▶ _DIRECTIVE_: Write out the material below without any changes, beginning at the line that contains "of the street" and continuing through the final line of the material.

--- Start of INPUT ---

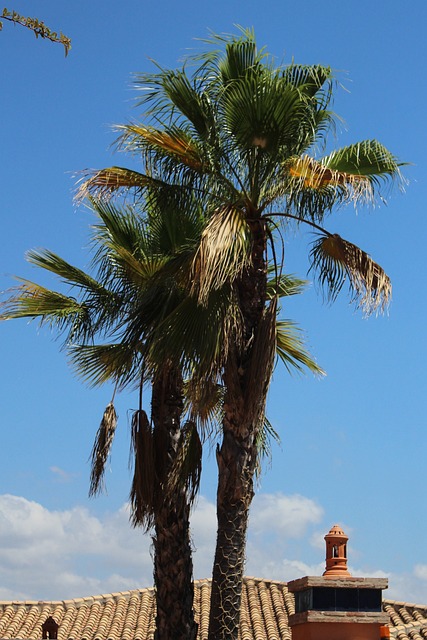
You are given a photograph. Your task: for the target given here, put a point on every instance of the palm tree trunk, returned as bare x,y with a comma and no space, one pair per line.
173,574
236,464
237,456
173,566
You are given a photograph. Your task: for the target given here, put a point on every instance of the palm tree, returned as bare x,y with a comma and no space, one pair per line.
110,327
112,330
243,134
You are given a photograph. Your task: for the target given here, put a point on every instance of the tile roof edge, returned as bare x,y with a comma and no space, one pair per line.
401,603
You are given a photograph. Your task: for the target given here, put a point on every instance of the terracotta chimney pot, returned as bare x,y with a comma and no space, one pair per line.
336,553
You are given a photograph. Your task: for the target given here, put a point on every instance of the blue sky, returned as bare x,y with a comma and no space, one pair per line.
353,444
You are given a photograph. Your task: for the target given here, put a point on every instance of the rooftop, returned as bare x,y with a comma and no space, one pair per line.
130,615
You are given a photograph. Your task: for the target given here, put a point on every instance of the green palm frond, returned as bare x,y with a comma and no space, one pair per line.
97,364
336,259
290,348
173,142
69,274
369,159
284,285
108,181
186,471
30,300
189,101
265,436
309,79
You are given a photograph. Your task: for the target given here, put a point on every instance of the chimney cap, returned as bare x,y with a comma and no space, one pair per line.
336,530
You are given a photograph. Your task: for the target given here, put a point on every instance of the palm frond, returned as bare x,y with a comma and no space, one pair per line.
69,274
261,366
308,173
101,449
265,436
284,285
108,181
97,364
144,482
30,300
336,259
368,158
223,253
174,142
290,348
185,474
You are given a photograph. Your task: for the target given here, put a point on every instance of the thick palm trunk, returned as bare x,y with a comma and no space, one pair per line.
236,464
237,456
173,574
173,566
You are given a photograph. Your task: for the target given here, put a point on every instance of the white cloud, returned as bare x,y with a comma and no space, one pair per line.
420,571
287,516
73,553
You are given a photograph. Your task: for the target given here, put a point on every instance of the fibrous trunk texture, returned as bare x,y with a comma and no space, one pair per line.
237,457
173,566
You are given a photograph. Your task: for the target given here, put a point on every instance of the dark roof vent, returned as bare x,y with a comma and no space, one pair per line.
50,628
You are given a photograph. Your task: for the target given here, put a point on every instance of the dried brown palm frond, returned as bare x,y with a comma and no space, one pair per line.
101,449
223,253
311,174
335,259
173,142
144,481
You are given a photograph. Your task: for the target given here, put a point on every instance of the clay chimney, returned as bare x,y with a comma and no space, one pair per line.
336,553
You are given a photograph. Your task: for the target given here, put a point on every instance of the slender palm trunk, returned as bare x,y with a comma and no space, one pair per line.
237,456
173,566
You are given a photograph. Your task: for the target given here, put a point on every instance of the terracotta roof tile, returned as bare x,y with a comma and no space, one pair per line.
130,615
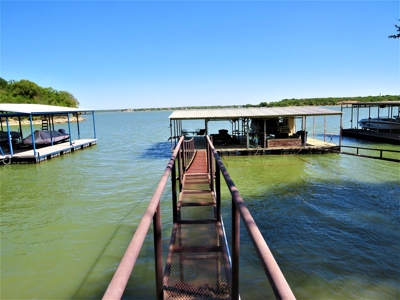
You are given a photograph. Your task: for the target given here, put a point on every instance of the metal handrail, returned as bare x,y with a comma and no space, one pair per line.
120,279
188,152
381,151
275,276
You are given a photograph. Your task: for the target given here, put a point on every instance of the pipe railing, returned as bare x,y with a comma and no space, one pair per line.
239,211
152,214
371,152
188,152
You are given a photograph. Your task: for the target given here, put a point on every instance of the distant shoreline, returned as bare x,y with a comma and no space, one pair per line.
57,120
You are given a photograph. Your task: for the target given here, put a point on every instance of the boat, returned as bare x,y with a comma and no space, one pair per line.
46,137
15,136
381,123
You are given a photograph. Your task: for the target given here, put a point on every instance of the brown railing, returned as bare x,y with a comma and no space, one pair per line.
118,283
152,215
383,154
240,211
188,152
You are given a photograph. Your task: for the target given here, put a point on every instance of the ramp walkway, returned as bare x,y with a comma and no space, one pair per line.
198,264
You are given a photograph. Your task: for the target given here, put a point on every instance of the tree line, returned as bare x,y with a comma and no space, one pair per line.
25,91
328,101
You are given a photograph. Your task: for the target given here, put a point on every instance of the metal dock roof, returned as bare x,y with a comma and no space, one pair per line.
37,109
262,112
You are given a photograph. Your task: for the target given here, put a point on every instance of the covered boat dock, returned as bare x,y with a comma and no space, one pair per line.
381,132
263,130
42,144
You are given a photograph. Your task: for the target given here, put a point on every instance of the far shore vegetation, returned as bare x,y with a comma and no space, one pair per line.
25,91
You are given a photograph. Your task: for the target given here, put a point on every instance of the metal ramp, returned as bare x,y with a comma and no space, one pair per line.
198,263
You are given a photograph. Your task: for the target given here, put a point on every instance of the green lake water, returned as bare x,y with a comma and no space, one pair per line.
331,221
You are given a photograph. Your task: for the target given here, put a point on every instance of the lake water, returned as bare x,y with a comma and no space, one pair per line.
331,221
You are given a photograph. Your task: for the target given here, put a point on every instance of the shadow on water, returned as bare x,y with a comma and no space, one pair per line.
160,150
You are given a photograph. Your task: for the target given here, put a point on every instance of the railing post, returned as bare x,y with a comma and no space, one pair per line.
157,232
180,167
218,190
235,250
174,193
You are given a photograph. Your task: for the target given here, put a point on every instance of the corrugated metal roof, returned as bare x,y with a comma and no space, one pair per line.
388,103
262,112
36,109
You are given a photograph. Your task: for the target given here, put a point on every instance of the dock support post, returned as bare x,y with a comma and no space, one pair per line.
158,252
33,135
174,194
69,130
218,190
9,137
235,250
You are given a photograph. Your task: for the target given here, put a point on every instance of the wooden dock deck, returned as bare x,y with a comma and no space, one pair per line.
198,264
312,146
24,155
370,135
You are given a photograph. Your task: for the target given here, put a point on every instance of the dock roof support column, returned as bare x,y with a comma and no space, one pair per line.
304,125
32,135
9,137
69,130
94,126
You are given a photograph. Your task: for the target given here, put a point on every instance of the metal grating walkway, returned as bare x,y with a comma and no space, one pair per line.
198,265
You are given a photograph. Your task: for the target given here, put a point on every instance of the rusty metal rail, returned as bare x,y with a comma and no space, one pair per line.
372,151
183,155
188,152
118,283
239,210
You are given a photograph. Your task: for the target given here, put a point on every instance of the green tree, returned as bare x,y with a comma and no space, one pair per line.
395,36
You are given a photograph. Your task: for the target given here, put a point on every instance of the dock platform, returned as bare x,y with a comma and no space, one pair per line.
24,155
370,135
313,146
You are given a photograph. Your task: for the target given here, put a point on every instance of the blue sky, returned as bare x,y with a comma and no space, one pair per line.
142,54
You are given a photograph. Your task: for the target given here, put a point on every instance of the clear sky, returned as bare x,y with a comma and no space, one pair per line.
142,54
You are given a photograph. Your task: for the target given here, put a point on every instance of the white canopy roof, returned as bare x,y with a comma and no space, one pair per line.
261,112
37,109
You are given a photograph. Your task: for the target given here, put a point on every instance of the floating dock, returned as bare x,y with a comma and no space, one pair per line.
375,136
45,153
390,109
35,148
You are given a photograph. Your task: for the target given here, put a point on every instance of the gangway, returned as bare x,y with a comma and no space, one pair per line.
199,264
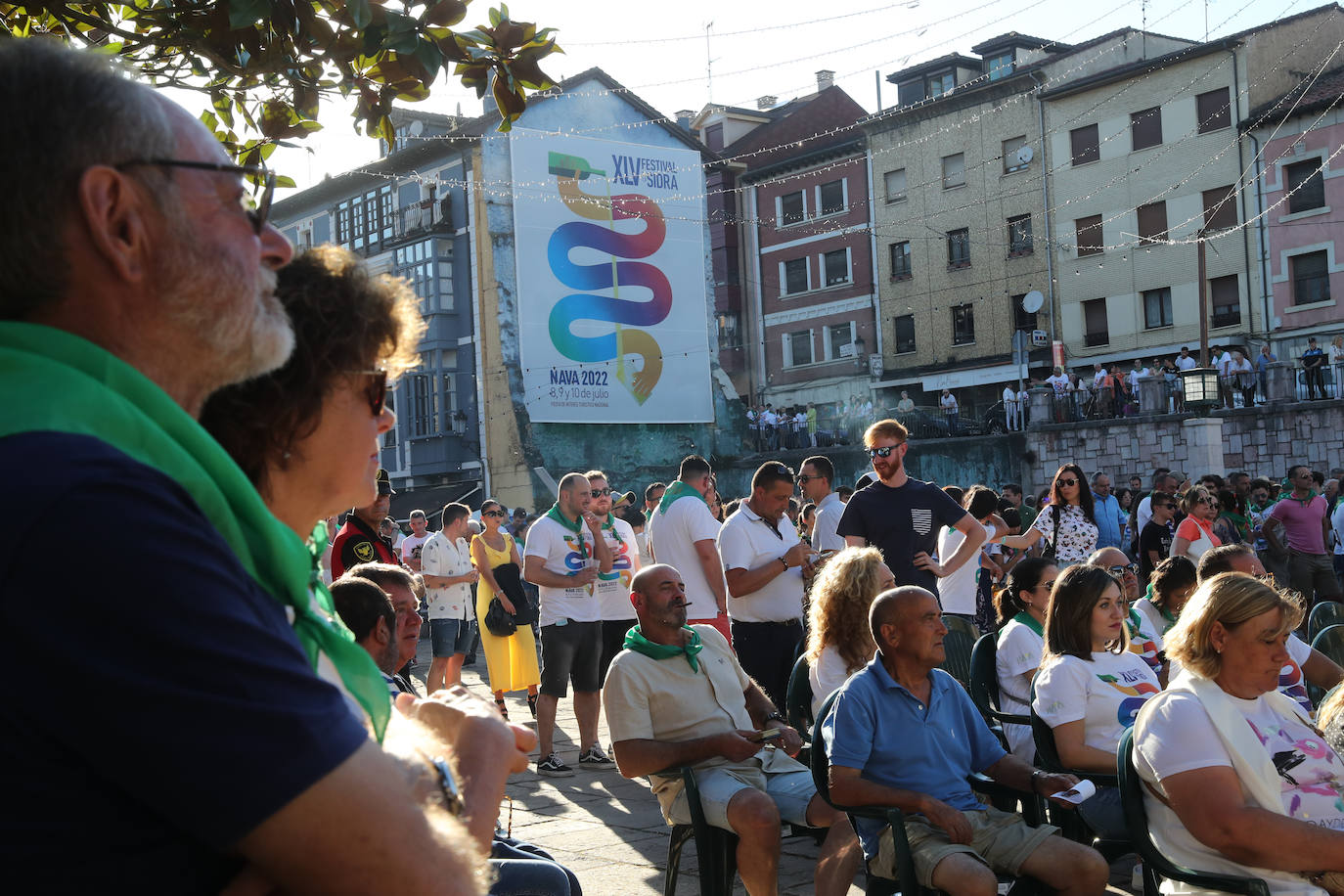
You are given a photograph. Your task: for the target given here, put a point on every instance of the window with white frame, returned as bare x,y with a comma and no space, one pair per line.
793,276
830,198
953,171
836,266
797,348
839,336
895,186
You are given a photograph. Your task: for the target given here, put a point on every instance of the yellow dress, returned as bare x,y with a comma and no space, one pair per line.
511,661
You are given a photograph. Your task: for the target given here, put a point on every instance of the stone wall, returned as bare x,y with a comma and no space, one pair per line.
1262,441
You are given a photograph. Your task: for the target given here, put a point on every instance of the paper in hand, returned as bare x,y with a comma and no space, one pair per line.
1077,794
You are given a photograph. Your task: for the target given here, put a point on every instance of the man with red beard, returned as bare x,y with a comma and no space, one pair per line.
901,516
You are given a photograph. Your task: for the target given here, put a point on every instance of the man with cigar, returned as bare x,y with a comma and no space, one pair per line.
676,696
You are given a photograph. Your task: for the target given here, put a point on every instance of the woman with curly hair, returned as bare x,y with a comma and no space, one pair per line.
839,643
308,434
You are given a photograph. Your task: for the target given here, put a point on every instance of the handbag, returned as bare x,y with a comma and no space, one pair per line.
499,622
510,580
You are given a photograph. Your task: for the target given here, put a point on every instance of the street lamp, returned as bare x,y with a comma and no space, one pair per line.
1200,389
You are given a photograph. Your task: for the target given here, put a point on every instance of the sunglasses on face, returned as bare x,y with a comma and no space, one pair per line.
258,211
376,388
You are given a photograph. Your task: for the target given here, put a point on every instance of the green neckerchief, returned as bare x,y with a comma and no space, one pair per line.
61,383
1030,621
609,522
676,490
636,641
577,527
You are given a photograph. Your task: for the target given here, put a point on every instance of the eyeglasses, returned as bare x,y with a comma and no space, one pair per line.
376,392
258,214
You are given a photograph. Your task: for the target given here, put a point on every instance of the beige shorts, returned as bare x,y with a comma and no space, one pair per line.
1000,840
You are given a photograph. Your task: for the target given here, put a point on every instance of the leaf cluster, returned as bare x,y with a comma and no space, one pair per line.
266,65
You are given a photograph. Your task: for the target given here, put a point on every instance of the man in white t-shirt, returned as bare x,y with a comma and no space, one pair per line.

--- End of INPUT ---

▶ _WRITTEN SOLUTION_:
You are given a photograph. Your task: for the target given here, put a point on every instance of the street lamp, returned as bare x,y with a comma and no space, one pair per line.
1200,389
You are given a photograph. Your task: for the target given here, put a point on every instance of the sunglasses on face, returned as bare x,y with a comma and no space, one pair per line.
258,211
376,388
You are given a photograph. Your task: for the target given here, put a point on every instance of the green neckerchief, returned as bare x,y with a comma and no space, one pair per line.
61,383
1030,621
609,522
676,490
636,641
577,527
You are given a photograph. Your task: for the target given here, put a point on every instance of the eyeglasses, returned as bare x,y with a comma and no space, one pair per line.
376,392
258,214
You are given a photograph. Your task: for the target given here, put a point on every instance of the beige shorts, returned as bare x,y with a comma and no space, one pair per line.
1000,840
You are given a photograph. Your task: for the target given here, put a point on every instance of the leaf cluster, returned as bare x,y with a comma and no space, one pair per line.
266,65
You are given a photograph. Your task: for the target given here, put a point on every instance of the man in white t-shirt, returned as bare x,y with a comma and no space, one pair per line.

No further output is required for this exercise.